_Data listing:_
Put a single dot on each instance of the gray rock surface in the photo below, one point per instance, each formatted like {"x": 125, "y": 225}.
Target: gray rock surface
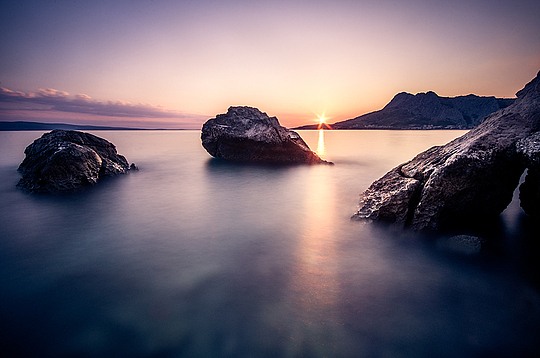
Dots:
{"x": 467, "y": 180}
{"x": 245, "y": 134}
{"x": 63, "y": 160}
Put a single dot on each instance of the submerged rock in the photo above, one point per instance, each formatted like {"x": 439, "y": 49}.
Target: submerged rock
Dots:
{"x": 68, "y": 160}
{"x": 245, "y": 134}
{"x": 469, "y": 179}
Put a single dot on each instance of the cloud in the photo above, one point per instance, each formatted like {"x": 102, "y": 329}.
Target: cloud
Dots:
{"x": 50, "y": 99}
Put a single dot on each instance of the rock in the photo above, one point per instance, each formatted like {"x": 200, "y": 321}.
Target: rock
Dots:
{"x": 461, "y": 244}
{"x": 529, "y": 191}
{"x": 468, "y": 180}
{"x": 63, "y": 160}
{"x": 245, "y": 134}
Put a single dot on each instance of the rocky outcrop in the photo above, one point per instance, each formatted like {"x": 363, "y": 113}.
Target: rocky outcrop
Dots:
{"x": 529, "y": 191}
{"x": 427, "y": 111}
{"x": 470, "y": 179}
{"x": 62, "y": 160}
{"x": 245, "y": 134}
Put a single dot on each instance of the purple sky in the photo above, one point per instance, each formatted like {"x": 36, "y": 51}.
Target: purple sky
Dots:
{"x": 175, "y": 64}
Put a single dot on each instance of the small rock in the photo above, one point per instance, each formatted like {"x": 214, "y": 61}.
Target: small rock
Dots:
{"x": 63, "y": 160}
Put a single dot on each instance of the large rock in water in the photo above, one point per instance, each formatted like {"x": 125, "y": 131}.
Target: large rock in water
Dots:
{"x": 468, "y": 180}
{"x": 63, "y": 160}
{"x": 245, "y": 134}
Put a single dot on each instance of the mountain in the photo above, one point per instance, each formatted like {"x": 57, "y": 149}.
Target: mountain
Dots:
{"x": 426, "y": 111}
{"x": 37, "y": 126}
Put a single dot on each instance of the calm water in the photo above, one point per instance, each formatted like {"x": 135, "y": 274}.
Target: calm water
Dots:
{"x": 193, "y": 257}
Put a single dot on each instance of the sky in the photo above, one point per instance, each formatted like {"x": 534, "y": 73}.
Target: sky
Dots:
{"x": 175, "y": 64}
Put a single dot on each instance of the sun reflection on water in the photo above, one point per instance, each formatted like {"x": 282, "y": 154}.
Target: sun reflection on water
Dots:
{"x": 321, "y": 150}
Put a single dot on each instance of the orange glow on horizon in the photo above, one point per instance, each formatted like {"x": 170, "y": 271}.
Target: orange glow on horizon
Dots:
{"x": 322, "y": 122}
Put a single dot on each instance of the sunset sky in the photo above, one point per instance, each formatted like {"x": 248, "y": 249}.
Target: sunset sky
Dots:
{"x": 174, "y": 64}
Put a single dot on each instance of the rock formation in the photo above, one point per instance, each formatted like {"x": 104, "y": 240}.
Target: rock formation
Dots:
{"x": 469, "y": 179}
{"x": 62, "y": 160}
{"x": 245, "y": 134}
{"x": 427, "y": 111}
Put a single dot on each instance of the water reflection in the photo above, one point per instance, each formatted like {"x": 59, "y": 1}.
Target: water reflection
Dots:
{"x": 314, "y": 288}
{"x": 321, "y": 151}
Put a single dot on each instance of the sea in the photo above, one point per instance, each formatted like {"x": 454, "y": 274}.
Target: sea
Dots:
{"x": 193, "y": 256}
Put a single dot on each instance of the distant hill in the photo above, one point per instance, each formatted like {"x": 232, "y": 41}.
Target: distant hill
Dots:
{"x": 37, "y": 126}
{"x": 426, "y": 111}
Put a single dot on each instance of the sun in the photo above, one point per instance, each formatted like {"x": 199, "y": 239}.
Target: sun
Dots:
{"x": 322, "y": 121}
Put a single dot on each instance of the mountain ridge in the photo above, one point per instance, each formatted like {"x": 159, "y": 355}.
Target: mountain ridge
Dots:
{"x": 426, "y": 110}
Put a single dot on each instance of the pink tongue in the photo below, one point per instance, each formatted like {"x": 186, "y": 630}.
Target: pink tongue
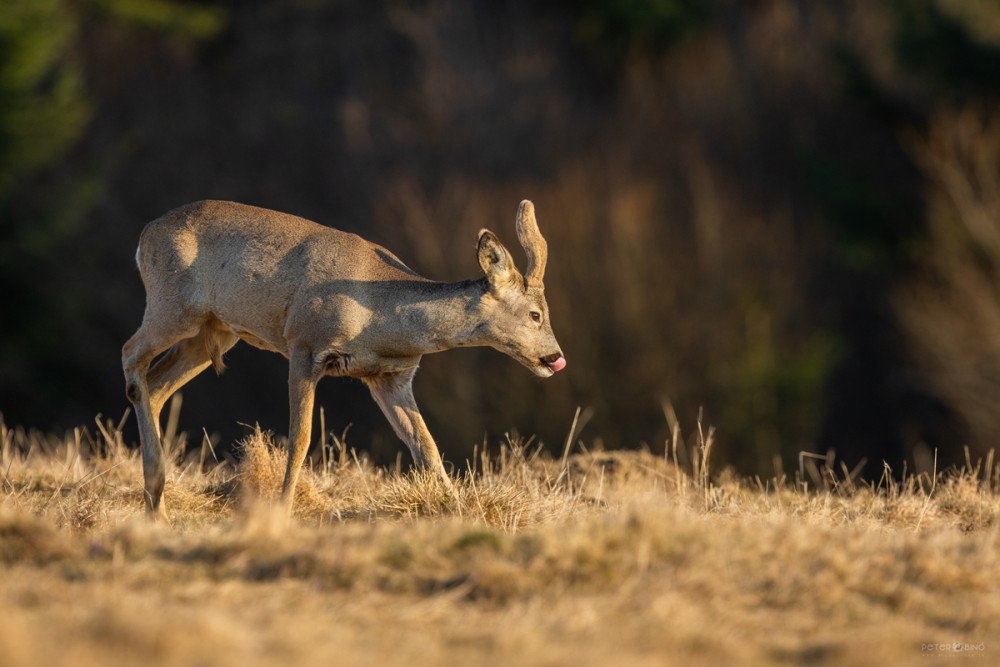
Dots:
{"x": 558, "y": 364}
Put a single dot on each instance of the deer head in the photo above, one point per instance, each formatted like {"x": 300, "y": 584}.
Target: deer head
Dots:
{"x": 515, "y": 314}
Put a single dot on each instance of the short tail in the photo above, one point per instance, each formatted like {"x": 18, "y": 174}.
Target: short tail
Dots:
{"x": 214, "y": 348}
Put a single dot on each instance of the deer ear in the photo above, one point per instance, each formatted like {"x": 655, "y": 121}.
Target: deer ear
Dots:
{"x": 497, "y": 263}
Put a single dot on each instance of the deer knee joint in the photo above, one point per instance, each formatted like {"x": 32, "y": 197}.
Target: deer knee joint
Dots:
{"x": 132, "y": 392}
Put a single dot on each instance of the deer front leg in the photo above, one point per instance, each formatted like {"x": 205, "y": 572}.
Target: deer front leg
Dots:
{"x": 302, "y": 381}
{"x": 394, "y": 394}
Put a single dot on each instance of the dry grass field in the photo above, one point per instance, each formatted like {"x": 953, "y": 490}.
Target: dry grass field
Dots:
{"x": 589, "y": 559}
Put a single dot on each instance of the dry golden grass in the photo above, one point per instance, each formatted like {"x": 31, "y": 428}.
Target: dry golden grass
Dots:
{"x": 590, "y": 559}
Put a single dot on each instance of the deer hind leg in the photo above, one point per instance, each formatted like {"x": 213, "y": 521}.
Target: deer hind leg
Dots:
{"x": 394, "y": 394}
{"x": 137, "y": 355}
{"x": 302, "y": 379}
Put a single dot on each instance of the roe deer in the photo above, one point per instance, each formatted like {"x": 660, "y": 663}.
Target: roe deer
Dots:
{"x": 331, "y": 302}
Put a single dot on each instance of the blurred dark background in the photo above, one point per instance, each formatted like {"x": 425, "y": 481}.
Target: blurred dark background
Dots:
{"x": 784, "y": 212}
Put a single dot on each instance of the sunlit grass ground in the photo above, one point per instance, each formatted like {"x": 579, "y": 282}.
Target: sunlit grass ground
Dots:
{"x": 589, "y": 559}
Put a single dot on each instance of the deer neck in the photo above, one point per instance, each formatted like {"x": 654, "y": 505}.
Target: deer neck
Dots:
{"x": 442, "y": 316}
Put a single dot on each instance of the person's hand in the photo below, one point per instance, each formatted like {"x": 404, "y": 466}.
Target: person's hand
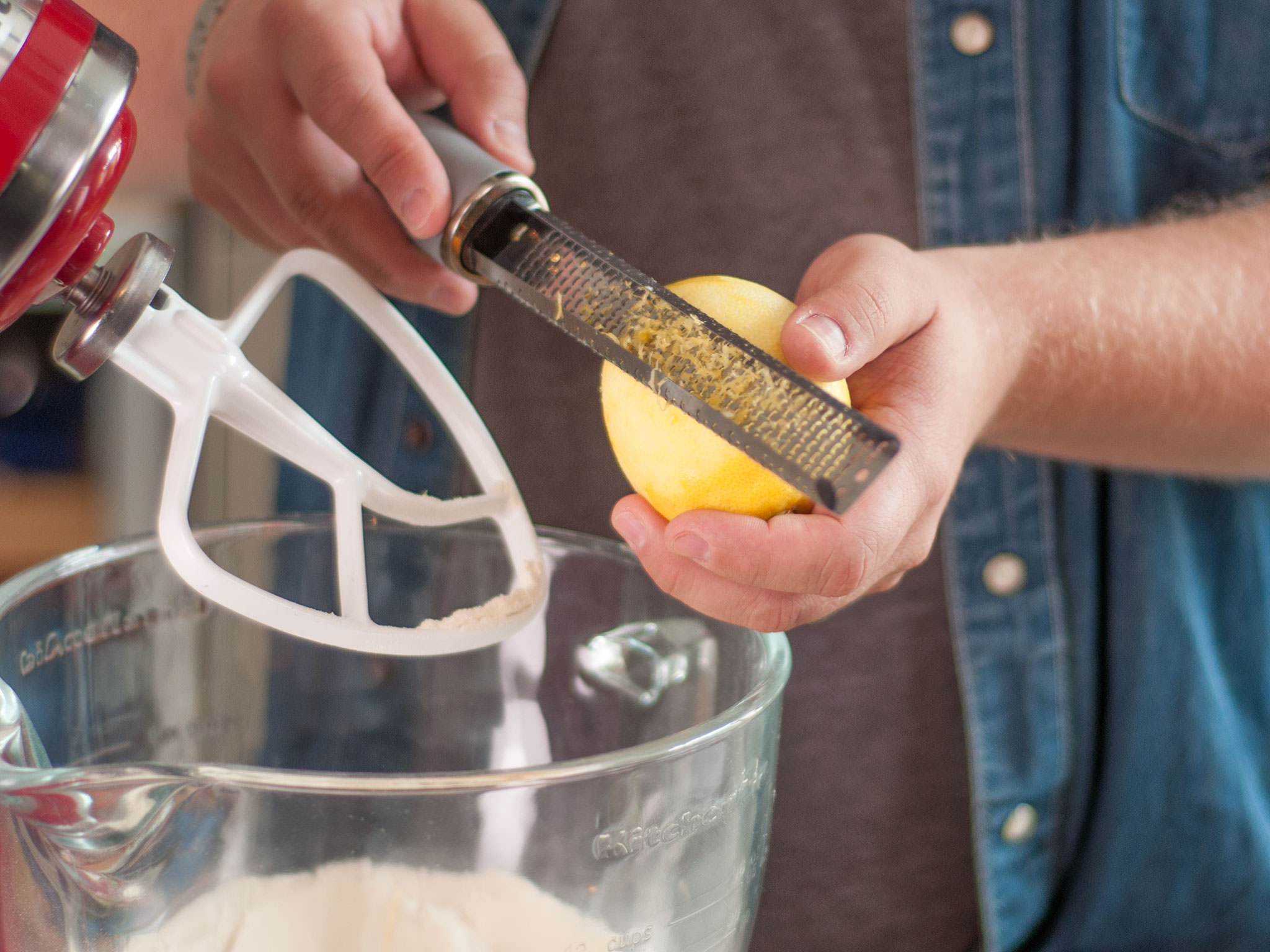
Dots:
{"x": 925, "y": 359}
{"x": 300, "y": 138}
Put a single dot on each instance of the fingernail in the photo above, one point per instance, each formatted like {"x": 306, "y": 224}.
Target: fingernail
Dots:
{"x": 690, "y": 545}
{"x": 827, "y": 334}
{"x": 447, "y": 298}
{"x": 415, "y": 208}
{"x": 511, "y": 136}
{"x": 630, "y": 530}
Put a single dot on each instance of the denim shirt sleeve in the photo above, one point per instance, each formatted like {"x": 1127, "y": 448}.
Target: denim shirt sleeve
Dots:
{"x": 1118, "y": 700}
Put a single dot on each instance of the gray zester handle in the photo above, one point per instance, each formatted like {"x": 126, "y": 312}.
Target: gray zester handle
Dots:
{"x": 477, "y": 179}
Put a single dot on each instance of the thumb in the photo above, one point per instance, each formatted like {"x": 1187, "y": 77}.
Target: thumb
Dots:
{"x": 860, "y": 298}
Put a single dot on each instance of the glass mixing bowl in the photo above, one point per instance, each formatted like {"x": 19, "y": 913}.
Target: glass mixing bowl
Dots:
{"x": 173, "y": 777}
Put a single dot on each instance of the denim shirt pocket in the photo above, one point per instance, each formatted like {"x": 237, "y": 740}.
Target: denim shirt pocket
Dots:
{"x": 1198, "y": 70}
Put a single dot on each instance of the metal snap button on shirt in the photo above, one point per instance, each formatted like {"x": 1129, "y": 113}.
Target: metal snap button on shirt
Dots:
{"x": 1005, "y": 574}
{"x": 972, "y": 33}
{"x": 1020, "y": 826}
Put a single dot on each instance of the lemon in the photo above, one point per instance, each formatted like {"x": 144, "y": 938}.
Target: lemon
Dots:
{"x": 673, "y": 461}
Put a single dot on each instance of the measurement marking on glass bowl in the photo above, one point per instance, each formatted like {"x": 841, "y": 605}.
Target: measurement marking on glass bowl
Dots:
{"x": 112, "y": 625}
{"x": 626, "y": 840}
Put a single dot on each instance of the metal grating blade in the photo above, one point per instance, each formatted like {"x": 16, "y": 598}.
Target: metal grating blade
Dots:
{"x": 781, "y": 419}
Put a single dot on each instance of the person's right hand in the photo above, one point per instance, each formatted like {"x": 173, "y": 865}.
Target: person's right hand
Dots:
{"x": 300, "y": 138}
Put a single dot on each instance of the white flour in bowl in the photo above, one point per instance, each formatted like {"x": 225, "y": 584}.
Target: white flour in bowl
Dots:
{"x": 361, "y": 907}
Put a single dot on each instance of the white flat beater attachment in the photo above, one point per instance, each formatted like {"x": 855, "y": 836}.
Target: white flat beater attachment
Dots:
{"x": 197, "y": 366}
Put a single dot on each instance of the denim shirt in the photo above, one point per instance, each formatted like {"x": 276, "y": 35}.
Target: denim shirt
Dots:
{"x": 1118, "y": 697}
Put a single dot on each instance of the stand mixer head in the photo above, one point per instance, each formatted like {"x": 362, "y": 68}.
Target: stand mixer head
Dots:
{"x": 65, "y": 140}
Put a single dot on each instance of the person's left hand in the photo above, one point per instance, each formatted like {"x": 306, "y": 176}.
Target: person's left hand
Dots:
{"x": 925, "y": 359}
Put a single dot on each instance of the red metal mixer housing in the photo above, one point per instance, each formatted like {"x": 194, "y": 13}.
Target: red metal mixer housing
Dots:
{"x": 65, "y": 140}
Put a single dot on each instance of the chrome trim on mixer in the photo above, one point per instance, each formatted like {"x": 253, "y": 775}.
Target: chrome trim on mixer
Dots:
{"x": 17, "y": 18}
{"x": 109, "y": 302}
{"x": 61, "y": 151}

_Given instruction:_ Reproduce verbatim every line from the one containing "denim shirt in" through the final line of the items, both ends included.

_Task solution:_
Put a single dot on each instance of the denim shirt in the photo above, one point per instance, each formatted like {"x": 276, "y": 35}.
Target: denim shirt
Dots:
{"x": 1118, "y": 697}
Put a single dot on each instance of the stand mixer head in the photo above, one point per instance, each formatted like {"x": 362, "y": 68}.
Target: stand mixer head
Dots:
{"x": 65, "y": 140}
Put a single dot on each instance of the person's left hand in the photo above, one point per instance, each formatted like {"x": 306, "y": 176}.
Target: person's left hand
Dots:
{"x": 925, "y": 359}
Put a single dot on each instance of the red metal mixer housing in the photo above, one point per instance, each formatted like {"x": 194, "y": 13}.
Target: red metal mixer housing
Dots:
{"x": 65, "y": 140}
Put a single dot on each instance of the chrome trim on mixer in the photo above, one point per instance, each formatted like {"x": 253, "y": 775}.
Target: chrome trim on mixer
Dots:
{"x": 17, "y": 18}
{"x": 109, "y": 302}
{"x": 61, "y": 151}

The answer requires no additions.